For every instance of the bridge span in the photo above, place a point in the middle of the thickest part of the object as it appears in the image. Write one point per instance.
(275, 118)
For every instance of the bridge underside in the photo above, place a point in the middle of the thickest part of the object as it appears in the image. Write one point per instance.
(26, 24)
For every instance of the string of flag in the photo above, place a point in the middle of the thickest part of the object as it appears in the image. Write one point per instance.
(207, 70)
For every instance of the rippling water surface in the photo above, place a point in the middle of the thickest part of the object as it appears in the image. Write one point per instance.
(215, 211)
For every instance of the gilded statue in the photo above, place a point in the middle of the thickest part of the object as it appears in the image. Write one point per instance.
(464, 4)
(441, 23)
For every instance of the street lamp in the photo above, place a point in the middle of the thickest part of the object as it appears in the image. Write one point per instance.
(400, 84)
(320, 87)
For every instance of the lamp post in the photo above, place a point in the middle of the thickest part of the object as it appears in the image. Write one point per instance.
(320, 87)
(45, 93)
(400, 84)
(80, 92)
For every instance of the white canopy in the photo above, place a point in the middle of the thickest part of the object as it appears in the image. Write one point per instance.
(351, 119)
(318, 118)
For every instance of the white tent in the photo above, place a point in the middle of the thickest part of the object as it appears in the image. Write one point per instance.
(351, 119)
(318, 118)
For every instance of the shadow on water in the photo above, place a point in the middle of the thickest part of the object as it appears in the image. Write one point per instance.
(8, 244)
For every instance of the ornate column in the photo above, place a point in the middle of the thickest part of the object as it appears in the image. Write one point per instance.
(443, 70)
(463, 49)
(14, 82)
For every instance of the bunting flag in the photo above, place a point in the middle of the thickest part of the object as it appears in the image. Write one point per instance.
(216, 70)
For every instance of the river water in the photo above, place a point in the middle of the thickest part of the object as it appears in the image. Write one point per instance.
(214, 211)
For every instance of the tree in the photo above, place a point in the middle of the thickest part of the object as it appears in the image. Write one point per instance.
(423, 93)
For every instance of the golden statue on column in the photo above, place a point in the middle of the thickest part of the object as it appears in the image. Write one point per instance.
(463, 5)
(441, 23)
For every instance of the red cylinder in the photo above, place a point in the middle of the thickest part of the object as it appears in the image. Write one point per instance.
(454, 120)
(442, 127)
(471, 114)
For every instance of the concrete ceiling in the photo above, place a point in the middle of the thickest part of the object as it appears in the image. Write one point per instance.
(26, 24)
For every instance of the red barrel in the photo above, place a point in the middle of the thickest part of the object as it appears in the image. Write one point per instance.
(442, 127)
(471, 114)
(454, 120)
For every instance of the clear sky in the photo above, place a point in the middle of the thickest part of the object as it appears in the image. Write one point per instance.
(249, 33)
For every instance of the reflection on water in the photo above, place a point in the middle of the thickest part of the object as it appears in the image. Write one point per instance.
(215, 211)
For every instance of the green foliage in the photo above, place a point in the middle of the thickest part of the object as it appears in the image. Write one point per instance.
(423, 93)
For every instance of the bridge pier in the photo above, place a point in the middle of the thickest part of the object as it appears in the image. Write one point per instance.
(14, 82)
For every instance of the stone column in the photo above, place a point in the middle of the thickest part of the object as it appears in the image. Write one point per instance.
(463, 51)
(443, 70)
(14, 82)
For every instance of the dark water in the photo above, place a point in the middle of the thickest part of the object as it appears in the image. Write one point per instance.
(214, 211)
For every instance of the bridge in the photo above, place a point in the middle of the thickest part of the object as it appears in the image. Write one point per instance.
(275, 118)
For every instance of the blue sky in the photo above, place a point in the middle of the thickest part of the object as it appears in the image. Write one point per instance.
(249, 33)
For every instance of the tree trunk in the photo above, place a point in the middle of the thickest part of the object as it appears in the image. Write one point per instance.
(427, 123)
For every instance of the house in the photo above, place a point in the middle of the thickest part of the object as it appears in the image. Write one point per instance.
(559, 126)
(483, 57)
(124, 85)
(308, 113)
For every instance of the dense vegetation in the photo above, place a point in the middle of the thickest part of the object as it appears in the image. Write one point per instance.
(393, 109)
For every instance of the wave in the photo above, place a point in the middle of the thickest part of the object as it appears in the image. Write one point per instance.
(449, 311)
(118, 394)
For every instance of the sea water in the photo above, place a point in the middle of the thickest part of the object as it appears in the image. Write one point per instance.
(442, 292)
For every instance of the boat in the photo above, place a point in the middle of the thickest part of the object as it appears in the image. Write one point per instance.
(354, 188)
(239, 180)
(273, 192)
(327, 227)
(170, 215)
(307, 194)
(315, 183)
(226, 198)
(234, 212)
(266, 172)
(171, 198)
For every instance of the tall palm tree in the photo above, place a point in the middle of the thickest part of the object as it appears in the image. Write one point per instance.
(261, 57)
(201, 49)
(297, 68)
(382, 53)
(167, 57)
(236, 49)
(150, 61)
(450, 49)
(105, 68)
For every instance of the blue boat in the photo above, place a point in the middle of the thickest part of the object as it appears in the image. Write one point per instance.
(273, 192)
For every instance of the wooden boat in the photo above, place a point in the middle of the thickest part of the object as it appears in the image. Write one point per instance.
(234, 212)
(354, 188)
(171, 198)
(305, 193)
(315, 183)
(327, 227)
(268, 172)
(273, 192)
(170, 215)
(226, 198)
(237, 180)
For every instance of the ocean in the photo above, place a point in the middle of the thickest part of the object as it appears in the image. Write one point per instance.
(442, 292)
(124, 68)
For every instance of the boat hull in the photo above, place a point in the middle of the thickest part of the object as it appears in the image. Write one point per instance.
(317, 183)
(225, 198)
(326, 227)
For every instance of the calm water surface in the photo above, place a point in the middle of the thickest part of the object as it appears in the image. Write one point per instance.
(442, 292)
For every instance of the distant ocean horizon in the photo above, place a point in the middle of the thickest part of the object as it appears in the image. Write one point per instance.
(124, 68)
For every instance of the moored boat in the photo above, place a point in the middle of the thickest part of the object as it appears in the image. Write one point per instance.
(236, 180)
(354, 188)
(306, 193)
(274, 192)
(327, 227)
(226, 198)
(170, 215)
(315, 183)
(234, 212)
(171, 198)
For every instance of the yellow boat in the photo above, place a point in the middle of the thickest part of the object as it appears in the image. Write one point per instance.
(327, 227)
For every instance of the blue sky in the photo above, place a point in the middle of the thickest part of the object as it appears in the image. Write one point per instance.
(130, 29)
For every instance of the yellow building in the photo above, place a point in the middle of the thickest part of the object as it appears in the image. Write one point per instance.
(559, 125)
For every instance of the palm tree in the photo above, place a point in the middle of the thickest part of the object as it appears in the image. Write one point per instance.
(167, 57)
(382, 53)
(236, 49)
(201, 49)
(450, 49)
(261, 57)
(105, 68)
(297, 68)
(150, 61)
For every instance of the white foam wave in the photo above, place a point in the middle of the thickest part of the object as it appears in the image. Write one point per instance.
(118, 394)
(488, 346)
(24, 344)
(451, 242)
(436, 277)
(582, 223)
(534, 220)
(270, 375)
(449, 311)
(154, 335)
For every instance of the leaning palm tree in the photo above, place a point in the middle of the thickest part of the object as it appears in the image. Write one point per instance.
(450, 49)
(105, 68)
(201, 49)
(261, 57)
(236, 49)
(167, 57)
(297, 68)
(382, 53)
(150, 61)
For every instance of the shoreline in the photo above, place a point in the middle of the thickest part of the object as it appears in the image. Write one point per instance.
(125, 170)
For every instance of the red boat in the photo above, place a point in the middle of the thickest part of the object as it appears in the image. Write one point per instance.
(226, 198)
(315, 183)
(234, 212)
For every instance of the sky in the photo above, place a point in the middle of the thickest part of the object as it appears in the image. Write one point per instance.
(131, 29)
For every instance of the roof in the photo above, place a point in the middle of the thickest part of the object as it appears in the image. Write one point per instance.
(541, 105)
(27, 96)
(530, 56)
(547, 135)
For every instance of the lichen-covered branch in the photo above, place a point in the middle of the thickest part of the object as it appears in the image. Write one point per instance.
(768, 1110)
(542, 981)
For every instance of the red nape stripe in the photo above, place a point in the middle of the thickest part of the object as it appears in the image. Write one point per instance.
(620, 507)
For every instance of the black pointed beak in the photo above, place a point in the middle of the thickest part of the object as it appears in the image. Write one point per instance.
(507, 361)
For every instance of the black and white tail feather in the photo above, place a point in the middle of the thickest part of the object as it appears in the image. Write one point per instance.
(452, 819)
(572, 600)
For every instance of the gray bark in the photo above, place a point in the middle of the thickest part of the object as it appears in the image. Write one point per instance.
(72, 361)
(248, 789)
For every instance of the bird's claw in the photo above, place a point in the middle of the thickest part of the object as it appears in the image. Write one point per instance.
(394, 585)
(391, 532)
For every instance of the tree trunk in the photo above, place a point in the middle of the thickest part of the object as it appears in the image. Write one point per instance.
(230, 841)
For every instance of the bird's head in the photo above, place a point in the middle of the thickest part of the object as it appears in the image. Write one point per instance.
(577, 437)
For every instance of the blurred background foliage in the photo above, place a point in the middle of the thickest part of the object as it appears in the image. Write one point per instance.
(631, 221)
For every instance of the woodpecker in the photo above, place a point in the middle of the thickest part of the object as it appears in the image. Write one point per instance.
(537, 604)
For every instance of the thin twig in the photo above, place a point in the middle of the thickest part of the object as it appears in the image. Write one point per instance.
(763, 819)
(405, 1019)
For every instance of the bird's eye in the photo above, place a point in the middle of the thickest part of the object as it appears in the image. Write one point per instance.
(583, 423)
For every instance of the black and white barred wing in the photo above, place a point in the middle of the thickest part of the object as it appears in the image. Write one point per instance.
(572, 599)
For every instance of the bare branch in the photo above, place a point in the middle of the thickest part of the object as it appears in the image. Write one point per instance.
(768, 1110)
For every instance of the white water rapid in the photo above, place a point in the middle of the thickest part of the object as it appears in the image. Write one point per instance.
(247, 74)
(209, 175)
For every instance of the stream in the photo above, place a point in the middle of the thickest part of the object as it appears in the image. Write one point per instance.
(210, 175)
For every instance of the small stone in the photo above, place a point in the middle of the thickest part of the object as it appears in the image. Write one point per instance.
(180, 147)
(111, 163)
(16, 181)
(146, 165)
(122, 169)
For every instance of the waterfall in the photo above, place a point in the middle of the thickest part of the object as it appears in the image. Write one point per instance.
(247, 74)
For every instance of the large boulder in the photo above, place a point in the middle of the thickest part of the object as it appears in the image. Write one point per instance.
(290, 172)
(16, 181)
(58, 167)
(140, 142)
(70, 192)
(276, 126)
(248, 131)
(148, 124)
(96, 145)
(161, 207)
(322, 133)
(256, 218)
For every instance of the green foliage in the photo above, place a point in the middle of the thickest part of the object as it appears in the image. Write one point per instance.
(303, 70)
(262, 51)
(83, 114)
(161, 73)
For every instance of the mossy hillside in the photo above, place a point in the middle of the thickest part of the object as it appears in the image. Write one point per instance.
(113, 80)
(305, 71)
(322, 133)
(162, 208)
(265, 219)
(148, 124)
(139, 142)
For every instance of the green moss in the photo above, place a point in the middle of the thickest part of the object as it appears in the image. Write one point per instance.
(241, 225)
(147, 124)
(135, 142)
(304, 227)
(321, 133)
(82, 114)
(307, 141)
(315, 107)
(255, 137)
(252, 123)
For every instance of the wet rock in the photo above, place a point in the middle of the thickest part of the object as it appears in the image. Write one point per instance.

__Written task__:
Repeat only what runs from the line holding "For every instance of the waterfall" to the end of the data, keeping every line exactly as written, first and last included.

__Result of this task__:
For every instance of the waterfall in the photo above, place a point in the middle of the thickest part of the object as it appears in the image. Write one point per instance.
(247, 74)
For every instance of the large boulder in the photo above, place a point in the middle of the thickest part of the object as it appears in the image. Write one point per instance.
(290, 172)
(16, 181)
(58, 167)
(140, 142)
(70, 192)
(276, 126)
(248, 131)
(148, 124)
(96, 145)
(161, 207)
(322, 133)
(256, 218)
For every instance of the green foliage in the photo above, place a point in the middle of the thickest part of the object as it appears in the image. Write one point per instance.
(303, 70)
(262, 51)
(83, 114)
(161, 73)
For every instance of the mossy hillside in the photo above, place a point in the middle of the thickest part of the object as it appears in the image. Write one point per instance.
(113, 80)
(305, 71)
(322, 133)
(162, 208)
(265, 219)
(148, 124)
(139, 142)
For every instance of the green moss in the photo above, place a point in the middle of the thickest part of the object as it appears in the image. Write one point per instance.
(241, 225)
(147, 124)
(135, 142)
(304, 227)
(321, 133)
(82, 114)
(307, 141)
(315, 107)
(255, 137)
(252, 123)
For every instance of the wet rock in the photo above, place a point in the middle of the thickest part of the object as it appears in the image. Write one point per instance.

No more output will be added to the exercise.